Task item
Write out all of the data exactly as it appears.

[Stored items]

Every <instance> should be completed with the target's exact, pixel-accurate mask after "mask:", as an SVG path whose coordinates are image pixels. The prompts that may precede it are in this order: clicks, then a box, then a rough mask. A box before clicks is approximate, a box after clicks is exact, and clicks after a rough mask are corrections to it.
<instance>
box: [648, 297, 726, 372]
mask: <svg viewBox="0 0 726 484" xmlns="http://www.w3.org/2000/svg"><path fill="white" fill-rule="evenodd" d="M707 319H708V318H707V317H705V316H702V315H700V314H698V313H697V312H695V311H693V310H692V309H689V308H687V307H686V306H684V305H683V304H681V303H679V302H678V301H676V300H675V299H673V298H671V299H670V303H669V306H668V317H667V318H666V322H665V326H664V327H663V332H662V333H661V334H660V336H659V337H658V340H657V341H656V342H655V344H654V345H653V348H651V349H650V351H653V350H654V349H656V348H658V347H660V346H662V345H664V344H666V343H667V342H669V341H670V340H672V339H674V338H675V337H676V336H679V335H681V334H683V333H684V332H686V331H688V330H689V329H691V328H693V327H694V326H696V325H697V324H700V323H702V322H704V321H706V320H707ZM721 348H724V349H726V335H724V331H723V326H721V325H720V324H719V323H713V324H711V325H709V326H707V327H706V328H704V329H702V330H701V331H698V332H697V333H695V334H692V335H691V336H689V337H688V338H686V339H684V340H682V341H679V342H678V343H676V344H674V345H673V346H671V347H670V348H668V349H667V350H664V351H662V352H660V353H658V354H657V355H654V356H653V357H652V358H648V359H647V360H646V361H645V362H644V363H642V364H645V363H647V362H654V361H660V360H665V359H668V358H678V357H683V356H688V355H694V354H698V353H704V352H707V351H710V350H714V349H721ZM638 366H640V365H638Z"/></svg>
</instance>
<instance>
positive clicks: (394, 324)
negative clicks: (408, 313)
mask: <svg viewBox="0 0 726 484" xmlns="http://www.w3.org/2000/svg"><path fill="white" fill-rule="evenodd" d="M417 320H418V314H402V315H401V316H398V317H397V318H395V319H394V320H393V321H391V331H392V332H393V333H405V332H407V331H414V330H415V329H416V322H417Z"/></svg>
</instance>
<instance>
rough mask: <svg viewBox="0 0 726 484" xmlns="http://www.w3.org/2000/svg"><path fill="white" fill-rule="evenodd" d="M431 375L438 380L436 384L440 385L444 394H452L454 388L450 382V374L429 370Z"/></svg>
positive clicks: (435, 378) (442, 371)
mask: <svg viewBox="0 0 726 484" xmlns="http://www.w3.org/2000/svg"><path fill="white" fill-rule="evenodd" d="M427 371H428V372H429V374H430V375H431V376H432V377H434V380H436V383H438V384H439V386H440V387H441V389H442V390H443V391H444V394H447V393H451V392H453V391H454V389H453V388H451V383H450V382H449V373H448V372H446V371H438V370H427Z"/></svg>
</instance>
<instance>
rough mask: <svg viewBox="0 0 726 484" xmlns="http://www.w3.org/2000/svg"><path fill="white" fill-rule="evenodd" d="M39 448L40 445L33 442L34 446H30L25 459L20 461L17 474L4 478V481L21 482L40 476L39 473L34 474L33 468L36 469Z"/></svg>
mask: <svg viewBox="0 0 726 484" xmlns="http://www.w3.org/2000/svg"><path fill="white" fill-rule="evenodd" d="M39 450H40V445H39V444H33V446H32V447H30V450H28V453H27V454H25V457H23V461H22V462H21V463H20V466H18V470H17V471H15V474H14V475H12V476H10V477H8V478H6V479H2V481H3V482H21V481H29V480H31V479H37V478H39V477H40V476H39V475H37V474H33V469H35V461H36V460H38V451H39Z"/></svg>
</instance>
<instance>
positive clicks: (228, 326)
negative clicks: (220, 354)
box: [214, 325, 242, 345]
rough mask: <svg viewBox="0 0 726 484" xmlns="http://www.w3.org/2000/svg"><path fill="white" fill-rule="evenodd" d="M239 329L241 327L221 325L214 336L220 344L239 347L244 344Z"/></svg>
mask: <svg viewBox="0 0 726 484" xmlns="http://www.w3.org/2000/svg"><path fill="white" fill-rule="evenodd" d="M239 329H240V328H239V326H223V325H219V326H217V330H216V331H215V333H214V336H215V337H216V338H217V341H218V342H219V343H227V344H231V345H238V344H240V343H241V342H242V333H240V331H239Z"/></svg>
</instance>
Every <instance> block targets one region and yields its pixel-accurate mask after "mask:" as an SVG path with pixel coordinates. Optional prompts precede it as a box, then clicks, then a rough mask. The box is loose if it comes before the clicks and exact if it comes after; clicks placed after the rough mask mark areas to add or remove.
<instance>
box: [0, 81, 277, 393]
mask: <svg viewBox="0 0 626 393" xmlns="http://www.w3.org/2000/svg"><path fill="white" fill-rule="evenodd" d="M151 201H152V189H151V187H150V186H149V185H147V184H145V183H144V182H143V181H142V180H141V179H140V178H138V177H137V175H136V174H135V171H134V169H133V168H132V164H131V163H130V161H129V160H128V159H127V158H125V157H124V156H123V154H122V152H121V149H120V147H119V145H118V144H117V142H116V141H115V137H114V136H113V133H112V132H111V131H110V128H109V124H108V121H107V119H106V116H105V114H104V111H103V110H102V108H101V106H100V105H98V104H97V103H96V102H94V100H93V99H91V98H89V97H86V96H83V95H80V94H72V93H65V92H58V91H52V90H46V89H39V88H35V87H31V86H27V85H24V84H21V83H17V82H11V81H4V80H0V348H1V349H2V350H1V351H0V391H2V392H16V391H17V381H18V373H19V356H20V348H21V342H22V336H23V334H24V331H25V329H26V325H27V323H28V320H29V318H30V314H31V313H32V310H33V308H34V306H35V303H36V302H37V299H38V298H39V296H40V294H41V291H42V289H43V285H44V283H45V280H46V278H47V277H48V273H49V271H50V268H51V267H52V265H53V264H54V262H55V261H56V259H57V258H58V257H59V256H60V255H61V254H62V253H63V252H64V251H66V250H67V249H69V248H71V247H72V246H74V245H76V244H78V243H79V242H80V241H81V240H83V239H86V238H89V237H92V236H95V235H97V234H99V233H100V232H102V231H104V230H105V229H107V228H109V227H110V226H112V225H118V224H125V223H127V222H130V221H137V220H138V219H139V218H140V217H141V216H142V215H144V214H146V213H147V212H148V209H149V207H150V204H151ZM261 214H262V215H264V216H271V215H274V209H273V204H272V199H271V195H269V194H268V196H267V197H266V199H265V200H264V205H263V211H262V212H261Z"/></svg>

Answer to this problem
Every <instance> should be completed with the target's exact, pixel-accurate mask after "mask:", as an SVG path whose coordinates are image pixels. The prompts that may precede it are in this order: clicks, then a box, then a rough mask. A box before clicks is approximate, a box after clicks is exact, and clicks after a rough mask are corrections to it.
<instance>
box: [648, 297, 726, 372]
mask: <svg viewBox="0 0 726 484" xmlns="http://www.w3.org/2000/svg"><path fill="white" fill-rule="evenodd" d="M707 319H708V318H707V317H705V316H702V315H700V314H698V313H697V312H695V311H693V310H692V309H689V308H687V307H686V306H684V305H683V304H681V303H679V302H678V301H676V300H675V299H673V298H671V299H670V303H669V306H668V317H667V318H666V322H665V326H664V327H663V332H662V333H661V334H660V336H659V337H658V340H657V341H656V342H655V344H654V345H653V348H651V349H650V351H653V350H654V349H656V348H658V347H660V346H662V345H664V344H666V343H667V342H669V341H670V340H672V339H674V338H675V337H676V336H679V335H681V334H683V333H684V332H686V331H688V330H689V329H691V328H693V327H694V326H696V325H697V324H700V323H702V322H704V321H706V320H707ZM721 348H724V349H726V335H724V331H723V326H721V325H720V324H719V323H713V324H711V325H709V326H707V327H706V328H704V329H702V330H701V331H698V332H697V333H695V334H692V335H691V336H689V337H688V338H686V339H684V340H682V341H679V342H678V343H676V344H674V345H673V346H671V347H670V348H668V349H667V350H664V351H662V352H660V353H658V354H657V355H654V356H653V357H652V358H648V359H647V360H646V361H645V362H644V363H642V364H645V363H647V362H654V361H660V360H665V359H668V358H678V357H683V356H688V355H694V354H698V353H704V352H707V351H710V350H714V349H721ZM638 366H640V365H638Z"/></svg>
</instance>
<instance>
positive clicks: (394, 324)
negative clicks: (408, 313)
mask: <svg viewBox="0 0 726 484" xmlns="http://www.w3.org/2000/svg"><path fill="white" fill-rule="evenodd" d="M417 320H418V314H402V315H401V316H398V317H397V318H395V319H394V320H393V321H391V331H392V332H393V333H405V332H407V331H414V330H415V329H416V322H417Z"/></svg>
</instance>
<instance>
rough mask: <svg viewBox="0 0 726 484" xmlns="http://www.w3.org/2000/svg"><path fill="white" fill-rule="evenodd" d="M431 375L438 380L436 384L440 385L444 394H452L454 388L450 382V374L429 370Z"/></svg>
positive clicks: (435, 378) (442, 371)
mask: <svg viewBox="0 0 726 484" xmlns="http://www.w3.org/2000/svg"><path fill="white" fill-rule="evenodd" d="M427 371H428V372H429V374H430V375H431V376H432V377H434V380H436V383H438V384H439V386H440V387H441V389H442V390H443V391H444V394H447V393H451V392H453V391H454V389H453V388H451V383H450V382H449V373H448V372H446V371H438V370H427Z"/></svg>
</instance>
<instance>
rough mask: <svg viewBox="0 0 726 484" xmlns="http://www.w3.org/2000/svg"><path fill="white" fill-rule="evenodd" d="M39 448L40 445L33 442L34 446H30L25 459L20 461L17 474L4 478V481L21 482L40 476L39 473L34 474L33 468L36 469Z"/></svg>
mask: <svg viewBox="0 0 726 484" xmlns="http://www.w3.org/2000/svg"><path fill="white" fill-rule="evenodd" d="M39 450H40V445H39V444H33V446H32V447H30V450H28V453H27V454H25V457H23V461H22V462H21V463H20V466H18V470H17V471H15V474H14V475H12V476H10V477H8V478H6V479H2V481H3V482H21V481H29V480H31V479H37V478H39V477H40V476H39V475H37V474H33V469H35V461H36V460H38V451H39Z"/></svg>
</instance>
<instance>
positive clicks: (228, 326)
negative clicks: (220, 354)
box: [214, 325, 242, 345]
rough mask: <svg viewBox="0 0 726 484" xmlns="http://www.w3.org/2000/svg"><path fill="white" fill-rule="evenodd" d="M239 329L241 327L221 325L214 336L220 344L239 347L244 344Z"/></svg>
mask: <svg viewBox="0 0 726 484" xmlns="http://www.w3.org/2000/svg"><path fill="white" fill-rule="evenodd" d="M239 329H240V328H239V326H223V325H219V326H217V330H216V331H215V333H214V336H215V337H216V338H217V341H218V342H219V343H227V344H231V345H238V344H240V343H241V342H242V333H240V331H239Z"/></svg>
</instance>
Every <instance> block targets one region and yields its pixel-accurate mask after "mask:" as an SVG path with pixel coordinates. Optional prompts precede it as a box, then clicks, then a rough mask. The box is loose if it comes before the clicks and exact if it comes after; clicks placed after the rough mask mark areas to add or remove.
<instance>
box: [0, 81, 277, 393]
mask: <svg viewBox="0 0 626 393" xmlns="http://www.w3.org/2000/svg"><path fill="white" fill-rule="evenodd" d="M151 201H152V189H151V187H150V186H149V185H147V184H145V183H144V182H143V181H142V180H141V179H140V178H138V177H137V175H136V174H135V171H134V169H133V168H132V164H131V163H130V161H129V160H128V159H127V158H125V157H124V156H123V154H122V152H121V149H120V147H119V145H118V144H117V142H116V141H115V137H114V136H113V133H112V132H111V131H110V128H109V124H108V121H107V119H106V116H105V114H104V111H103V110H102V108H101V106H100V105H98V104H97V103H96V102H94V100H93V99H91V98H89V97H86V96H83V95H80V94H72V93H65V92H58V91H52V90H46V89H39V88H35V87H31V86H27V85H24V84H21V83H17V82H11V81H4V80H0V348H1V349H2V350H1V351H0V391H2V392H16V391H17V381H18V373H19V356H20V348H21V342H22V336H23V334H24V331H25V329H26V325H27V323H28V320H29V318H30V314H31V313H32V310H33V308H34V306H35V303H36V302H37V299H38V298H39V296H40V294H41V291H42V289H43V285H44V283H45V280H46V278H47V277H48V273H49V271H50V268H51V267H52V265H53V264H54V262H55V261H56V259H57V258H58V257H59V256H60V255H61V254H62V253H63V252H64V251H66V250H67V249H69V248H71V247H72V246H74V245H76V244H78V243H79V242H80V241H81V240H83V239H86V238H89V237H92V236H95V235H97V234H99V233H100V232H102V231H104V230H105V229H107V228H109V227H110V226H112V225H118V224H125V223H127V222H130V221H137V220H138V219H139V218H140V217H141V216H142V215H144V214H146V213H147V212H148V209H149V207H150V204H151ZM261 214H262V215H264V216H271V215H274V209H273V204H272V199H271V195H269V194H268V196H267V197H266V199H265V200H264V205H263V211H262V212H261Z"/></svg>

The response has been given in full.